> What you have to do
Only the lines below starting at the one that contains "drop a point: the row of arcade arches" and ending at the one that contains "drop a point: the ornate roof finial" are to be reproduced, exactly and with both ends kept.

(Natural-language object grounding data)
--------------------------------------------------

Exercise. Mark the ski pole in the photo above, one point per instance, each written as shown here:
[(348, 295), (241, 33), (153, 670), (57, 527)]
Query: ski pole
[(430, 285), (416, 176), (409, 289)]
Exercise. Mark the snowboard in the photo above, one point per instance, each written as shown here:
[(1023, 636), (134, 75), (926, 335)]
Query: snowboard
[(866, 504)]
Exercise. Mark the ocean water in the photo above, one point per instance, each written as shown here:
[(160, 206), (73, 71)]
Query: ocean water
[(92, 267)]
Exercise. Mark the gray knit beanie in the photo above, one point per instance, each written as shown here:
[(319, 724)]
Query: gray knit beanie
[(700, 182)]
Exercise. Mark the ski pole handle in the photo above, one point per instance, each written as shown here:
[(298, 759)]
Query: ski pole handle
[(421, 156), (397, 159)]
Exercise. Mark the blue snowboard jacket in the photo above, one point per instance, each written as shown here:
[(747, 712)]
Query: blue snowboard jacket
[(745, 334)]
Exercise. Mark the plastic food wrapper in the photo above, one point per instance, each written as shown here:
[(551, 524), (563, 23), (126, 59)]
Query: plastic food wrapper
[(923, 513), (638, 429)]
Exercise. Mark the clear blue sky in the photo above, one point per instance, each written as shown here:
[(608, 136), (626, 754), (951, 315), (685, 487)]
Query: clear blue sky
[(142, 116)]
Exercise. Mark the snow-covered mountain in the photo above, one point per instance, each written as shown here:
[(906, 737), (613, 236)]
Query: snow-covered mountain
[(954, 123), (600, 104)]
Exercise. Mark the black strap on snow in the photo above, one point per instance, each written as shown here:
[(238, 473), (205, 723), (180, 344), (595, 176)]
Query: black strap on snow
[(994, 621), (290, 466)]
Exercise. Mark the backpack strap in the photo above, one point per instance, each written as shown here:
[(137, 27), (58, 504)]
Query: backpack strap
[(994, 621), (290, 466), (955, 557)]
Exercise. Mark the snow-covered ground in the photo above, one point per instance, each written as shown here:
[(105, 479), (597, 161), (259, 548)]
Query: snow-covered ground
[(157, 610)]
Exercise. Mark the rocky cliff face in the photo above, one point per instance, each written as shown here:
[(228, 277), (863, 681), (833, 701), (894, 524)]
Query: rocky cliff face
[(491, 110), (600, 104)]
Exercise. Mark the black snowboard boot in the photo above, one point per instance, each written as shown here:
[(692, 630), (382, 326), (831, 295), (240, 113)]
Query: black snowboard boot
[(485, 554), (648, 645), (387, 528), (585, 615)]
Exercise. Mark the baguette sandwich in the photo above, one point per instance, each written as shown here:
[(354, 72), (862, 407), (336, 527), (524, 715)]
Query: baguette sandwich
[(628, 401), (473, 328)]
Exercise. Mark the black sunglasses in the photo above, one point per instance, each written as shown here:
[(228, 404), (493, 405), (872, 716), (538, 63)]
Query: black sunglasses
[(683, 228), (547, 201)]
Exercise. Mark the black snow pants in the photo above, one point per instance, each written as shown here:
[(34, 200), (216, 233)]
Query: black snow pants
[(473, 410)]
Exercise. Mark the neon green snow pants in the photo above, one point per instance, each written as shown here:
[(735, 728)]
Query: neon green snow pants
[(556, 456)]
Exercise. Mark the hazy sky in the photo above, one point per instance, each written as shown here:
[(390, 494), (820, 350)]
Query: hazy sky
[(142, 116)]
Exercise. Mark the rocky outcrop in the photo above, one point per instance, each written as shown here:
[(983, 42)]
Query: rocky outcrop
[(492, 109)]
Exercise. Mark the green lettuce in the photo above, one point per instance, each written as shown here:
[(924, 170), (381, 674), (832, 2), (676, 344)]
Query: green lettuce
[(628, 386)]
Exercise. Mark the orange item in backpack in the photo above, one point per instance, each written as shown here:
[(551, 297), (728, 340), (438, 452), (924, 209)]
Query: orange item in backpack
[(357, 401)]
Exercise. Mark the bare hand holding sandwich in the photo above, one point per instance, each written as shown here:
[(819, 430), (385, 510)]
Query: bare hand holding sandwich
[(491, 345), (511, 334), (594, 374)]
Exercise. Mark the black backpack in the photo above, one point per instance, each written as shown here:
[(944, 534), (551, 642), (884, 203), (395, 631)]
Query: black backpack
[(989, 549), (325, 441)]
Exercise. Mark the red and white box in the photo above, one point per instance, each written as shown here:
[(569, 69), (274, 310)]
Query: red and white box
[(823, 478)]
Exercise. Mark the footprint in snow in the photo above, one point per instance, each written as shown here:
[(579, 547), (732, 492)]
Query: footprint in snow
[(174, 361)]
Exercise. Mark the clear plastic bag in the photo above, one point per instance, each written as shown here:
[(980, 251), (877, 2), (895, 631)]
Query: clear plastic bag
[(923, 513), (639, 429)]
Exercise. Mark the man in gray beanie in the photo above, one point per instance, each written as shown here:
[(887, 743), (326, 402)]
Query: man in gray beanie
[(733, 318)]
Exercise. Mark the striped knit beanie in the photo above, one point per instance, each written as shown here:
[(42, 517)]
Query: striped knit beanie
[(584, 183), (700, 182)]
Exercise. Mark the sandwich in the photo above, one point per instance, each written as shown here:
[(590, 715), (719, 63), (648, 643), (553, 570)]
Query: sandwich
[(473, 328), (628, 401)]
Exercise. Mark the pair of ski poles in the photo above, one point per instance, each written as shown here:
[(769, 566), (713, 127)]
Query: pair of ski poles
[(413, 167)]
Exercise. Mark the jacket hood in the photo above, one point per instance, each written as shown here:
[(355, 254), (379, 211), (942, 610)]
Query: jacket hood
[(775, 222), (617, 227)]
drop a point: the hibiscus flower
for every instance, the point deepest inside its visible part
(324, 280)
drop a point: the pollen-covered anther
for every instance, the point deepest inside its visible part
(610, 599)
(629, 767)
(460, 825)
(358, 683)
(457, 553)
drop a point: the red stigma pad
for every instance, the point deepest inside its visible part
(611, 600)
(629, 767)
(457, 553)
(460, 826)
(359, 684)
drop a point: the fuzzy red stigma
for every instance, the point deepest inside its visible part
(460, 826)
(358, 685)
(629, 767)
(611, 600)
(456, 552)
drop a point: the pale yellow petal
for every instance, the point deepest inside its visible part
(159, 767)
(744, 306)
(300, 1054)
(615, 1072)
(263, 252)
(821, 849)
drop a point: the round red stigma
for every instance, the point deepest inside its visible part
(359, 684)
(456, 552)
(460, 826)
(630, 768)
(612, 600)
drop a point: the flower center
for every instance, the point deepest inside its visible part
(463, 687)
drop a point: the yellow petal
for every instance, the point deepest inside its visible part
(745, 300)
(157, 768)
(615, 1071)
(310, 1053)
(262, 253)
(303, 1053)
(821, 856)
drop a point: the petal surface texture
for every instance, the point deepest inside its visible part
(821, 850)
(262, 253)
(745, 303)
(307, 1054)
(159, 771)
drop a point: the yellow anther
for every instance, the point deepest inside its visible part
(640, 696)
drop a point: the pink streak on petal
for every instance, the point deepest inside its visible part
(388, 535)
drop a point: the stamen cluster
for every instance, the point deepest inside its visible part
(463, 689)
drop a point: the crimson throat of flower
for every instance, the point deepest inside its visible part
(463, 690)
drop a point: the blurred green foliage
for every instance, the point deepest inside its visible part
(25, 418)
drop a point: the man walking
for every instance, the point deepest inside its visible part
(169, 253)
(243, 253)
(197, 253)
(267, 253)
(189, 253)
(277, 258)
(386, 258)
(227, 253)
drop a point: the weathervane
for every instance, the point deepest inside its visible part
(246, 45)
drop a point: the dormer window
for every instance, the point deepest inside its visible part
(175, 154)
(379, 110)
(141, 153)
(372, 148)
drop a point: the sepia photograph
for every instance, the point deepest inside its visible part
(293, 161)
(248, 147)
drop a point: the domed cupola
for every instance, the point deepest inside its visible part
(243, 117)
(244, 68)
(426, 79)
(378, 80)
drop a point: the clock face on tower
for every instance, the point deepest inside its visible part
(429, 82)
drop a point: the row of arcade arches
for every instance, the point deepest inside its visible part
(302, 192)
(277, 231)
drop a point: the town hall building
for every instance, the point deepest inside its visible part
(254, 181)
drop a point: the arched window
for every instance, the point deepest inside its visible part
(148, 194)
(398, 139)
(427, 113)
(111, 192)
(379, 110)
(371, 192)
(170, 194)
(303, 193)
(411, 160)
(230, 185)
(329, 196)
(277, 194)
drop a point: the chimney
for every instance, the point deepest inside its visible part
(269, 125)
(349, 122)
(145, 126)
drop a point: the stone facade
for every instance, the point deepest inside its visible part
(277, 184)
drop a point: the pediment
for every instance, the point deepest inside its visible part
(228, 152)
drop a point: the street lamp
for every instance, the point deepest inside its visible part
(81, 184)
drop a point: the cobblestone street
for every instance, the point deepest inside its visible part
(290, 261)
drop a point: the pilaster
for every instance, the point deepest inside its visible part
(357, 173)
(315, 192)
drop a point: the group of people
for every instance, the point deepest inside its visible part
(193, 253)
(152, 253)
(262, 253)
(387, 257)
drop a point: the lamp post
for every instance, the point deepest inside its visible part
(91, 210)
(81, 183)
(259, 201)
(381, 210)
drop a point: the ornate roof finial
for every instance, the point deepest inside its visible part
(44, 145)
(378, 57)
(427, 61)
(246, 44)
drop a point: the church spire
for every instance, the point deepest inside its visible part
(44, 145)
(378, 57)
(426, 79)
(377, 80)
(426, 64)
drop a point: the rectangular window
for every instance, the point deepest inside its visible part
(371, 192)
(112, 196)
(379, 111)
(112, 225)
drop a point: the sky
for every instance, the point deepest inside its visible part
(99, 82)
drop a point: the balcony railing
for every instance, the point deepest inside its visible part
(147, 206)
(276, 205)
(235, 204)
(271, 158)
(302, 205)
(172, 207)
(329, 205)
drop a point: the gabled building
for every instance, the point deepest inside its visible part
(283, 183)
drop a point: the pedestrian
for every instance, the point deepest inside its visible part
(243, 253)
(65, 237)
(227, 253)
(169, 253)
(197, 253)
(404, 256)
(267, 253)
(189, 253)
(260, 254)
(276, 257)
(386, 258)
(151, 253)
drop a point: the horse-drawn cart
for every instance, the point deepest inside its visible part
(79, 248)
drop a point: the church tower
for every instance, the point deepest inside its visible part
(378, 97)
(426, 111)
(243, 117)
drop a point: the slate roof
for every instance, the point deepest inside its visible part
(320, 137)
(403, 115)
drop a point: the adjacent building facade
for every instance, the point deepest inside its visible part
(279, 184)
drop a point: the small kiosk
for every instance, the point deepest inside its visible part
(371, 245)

--------------------------------------------------

> Task result
drop a point: the row of arcade arches
for every instance, the point deepest inside its visible part
(302, 192)
(277, 231)
drop a point: the town hall building
for every instance, the point deepest inside its visible part
(254, 181)
drop a point: the arched window
for every instance, the point deepest inside its visible part
(148, 194)
(398, 139)
(427, 113)
(111, 192)
(379, 110)
(371, 192)
(170, 194)
(303, 193)
(411, 160)
(230, 185)
(329, 196)
(277, 194)
drop a point: the chimney
for every instance, the point deepest inside its visible part
(269, 125)
(349, 122)
(145, 126)
drop a point: the stone facade
for every instance, the point deepest inside its visible part
(277, 184)
drop a point: the pediment
for every instance, the point deepest inside its visible part
(228, 152)
drop a point: the street lamp
for every instance, the point deepest inside its visible part
(81, 184)
drop a point: the cobblestone street
for every instance, the point deepest inside its visible part
(290, 261)
drop a point: the pilaster
for every instance, the point deepest inside its visible part
(357, 173)
(315, 192)
drop a point: the group of people
for every instance, the point deepest inside its visible part
(193, 253)
(152, 253)
(262, 253)
(387, 257)
drop a point: the lamp post
for every instance, the point deepest inside its visible part
(91, 210)
(81, 183)
(259, 201)
(381, 210)
drop a point: the ornate roof finial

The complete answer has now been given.